▶ [Problem requirements]:
Rewrite every line of the material below as a numbered list, leaving out any blank lines.

Position identification records:
↓↓↓

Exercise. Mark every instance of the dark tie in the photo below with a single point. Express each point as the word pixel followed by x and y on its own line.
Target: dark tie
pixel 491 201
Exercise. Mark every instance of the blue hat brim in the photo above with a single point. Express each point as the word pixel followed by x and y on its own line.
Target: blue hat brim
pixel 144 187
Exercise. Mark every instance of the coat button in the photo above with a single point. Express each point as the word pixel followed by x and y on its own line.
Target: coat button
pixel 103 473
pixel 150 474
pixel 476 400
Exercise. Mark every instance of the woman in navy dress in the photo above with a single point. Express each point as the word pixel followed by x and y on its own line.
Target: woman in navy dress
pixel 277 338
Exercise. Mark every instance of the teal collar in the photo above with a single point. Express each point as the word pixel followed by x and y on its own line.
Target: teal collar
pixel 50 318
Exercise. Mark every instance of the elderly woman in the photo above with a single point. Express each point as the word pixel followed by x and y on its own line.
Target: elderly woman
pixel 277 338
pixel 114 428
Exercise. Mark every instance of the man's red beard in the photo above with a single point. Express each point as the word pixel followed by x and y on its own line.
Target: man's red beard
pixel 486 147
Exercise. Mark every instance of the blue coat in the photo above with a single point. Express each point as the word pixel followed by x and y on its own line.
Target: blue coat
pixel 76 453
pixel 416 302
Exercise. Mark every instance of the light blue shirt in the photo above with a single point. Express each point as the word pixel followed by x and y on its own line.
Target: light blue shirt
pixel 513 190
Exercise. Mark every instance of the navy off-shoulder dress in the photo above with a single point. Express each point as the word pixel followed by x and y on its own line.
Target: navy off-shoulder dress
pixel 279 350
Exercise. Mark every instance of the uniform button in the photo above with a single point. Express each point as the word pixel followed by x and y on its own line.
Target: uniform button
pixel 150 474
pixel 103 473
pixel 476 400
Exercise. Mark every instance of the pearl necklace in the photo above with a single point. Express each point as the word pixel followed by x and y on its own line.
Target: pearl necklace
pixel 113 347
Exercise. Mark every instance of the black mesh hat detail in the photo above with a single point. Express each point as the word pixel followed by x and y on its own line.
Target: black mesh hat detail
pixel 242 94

↑↑↑

▶ [Result of the task]:
1. Exercise. Mark every instance of the dark tie in the photo below with a single point. Express each point as the word pixel followed by x and y on its own line.
2. Target: dark tie
3. pixel 491 201
4. Exercise. Mark every instance of the blue hat brim in the photo above with a single point. Express each point as the word pixel followed by x and y on its own line.
5. Target: blue hat brim
6. pixel 144 187
7. Exercise. Mark every instance of the coat button in the photo above with a single point. Express each point as the word pixel followed by x and y on its own line.
8. Target: coat button
9. pixel 103 473
10. pixel 150 474
11. pixel 476 400
12. Exercise. Mark every instance of the woman in navy dress in the photo above with a single point. Express each point as the word pixel followed by x and y on its own line.
13. Target: woman in navy dress
14. pixel 277 338
15. Exercise. Mark every instance of the teal collar in the photo above with a single point. Express each point as the word pixel followed by x and y on its own line.
16. Target: teal collar
17. pixel 50 318
18. Exercise. Mark every instance of the elderly woman in the photo above with a single point. Express each point as the word pixel followed by x and y on its own line.
19. Target: elderly woman
20. pixel 277 338
21. pixel 114 428
22. Exercise. Mark every instance of the man's red beard in the photo above with a single point. Express each point as the word pixel followed by x and y on its own line.
23. Target: man's red beard
24. pixel 486 147
25. Exercise. Mark every instance of the blue coat in the photo above with a single point. Express each point as the word pixel followed by x and y on its own line.
26. Target: blue coat
27. pixel 76 453
28. pixel 416 302
29. Exercise. Mark every instance of the light blue shirt in the photo above with a single point. Express each point as the word pixel followed by x and y on its own line.
30. Target: light blue shirt
31. pixel 513 190
32. Exercise. Mark every instance of the navy off-shoulder dress in the photo above with a single point. Express each point as the word pixel followed by x and y on its own line.
33. Target: navy off-shoulder dress
34. pixel 279 350
35. Exercise. Mark every instance of the uniform button in the photo above with a single point. Express each point as the word pixel followed by x and y on its own line.
36. Target: uniform button
37. pixel 150 474
38. pixel 103 473
39. pixel 476 400
40. Exercise. Mark every instance of the pearl necklace in the photo above with a single point. Express each point as the word pixel followed by x and y on its own line.
41. Target: pearl necklace
42. pixel 113 347
43. Exercise. Mark every instance of the black mesh hat detail in the photo above with a single point. Express each point as the word pixel followed by x and y on its own line.
44. Target: black mesh hat detail
45. pixel 242 94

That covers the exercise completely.